**Problem requirements**
Your task is to extract the lines from the one holding "point: blue sky, one" through the end of the material. Set them down exactly and add nothing.

====== Data for processing

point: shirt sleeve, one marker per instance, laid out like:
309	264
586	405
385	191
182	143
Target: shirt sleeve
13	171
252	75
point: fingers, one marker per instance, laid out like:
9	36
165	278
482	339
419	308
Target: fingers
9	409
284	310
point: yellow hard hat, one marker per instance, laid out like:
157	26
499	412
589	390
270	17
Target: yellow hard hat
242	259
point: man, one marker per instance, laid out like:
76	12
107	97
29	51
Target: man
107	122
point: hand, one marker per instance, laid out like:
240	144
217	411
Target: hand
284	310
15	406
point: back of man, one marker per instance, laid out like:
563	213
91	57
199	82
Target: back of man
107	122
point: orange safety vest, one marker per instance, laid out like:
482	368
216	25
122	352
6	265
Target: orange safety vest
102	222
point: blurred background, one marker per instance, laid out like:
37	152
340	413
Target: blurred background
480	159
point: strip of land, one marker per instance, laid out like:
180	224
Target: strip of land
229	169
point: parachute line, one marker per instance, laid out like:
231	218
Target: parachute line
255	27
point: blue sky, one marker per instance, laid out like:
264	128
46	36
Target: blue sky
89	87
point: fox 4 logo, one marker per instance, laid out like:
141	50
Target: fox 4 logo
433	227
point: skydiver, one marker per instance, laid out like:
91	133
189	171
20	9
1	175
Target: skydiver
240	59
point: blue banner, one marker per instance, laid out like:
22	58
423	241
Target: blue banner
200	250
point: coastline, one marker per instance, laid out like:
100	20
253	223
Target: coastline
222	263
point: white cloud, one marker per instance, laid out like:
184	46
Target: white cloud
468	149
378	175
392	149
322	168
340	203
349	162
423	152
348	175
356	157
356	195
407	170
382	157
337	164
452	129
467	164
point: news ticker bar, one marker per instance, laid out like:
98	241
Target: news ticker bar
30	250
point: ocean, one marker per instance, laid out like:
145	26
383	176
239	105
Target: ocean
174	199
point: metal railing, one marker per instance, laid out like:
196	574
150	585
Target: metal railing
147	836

============

**Answer for the task**
point: blue sky, one marker per instance, laid out like:
264	128
46	36
Target: blue sky
89	87
point: fox 4 logo, one marker per instance, laid out like:
141	50
Target: fox 4 logo
433	227
point: skydiver, one marker per instance, laid out like:
91	133
189	171
20	9
1	175
Target: skydiver
240	59
point: blue banner, one marker per instance, laid out like:
22	58
423	241
Target: blue banner
200	250
point: coastline, one marker per instance, laid out like:
100	20
253	223
Target: coastline
222	263
point: white cloud, one marker per instance, laid out like:
184	46
Target: white cloud
468	149
378	175
392	149
322	168
340	203
349	162
423	152
348	175
356	157
356	195
407	170
382	157
337	164
452	129
467	164
point: news ticker bar, one marker per instance, laid out like:
98	241
Target: news ticker bar
30	250
point: ocean, one marker per instance, laid out like:
145	26
383	176
239	105
Target: ocean
174	199
point: metal railing, one marker per instance, laid out like:
196	574
150	585
Target: metal railing
147	836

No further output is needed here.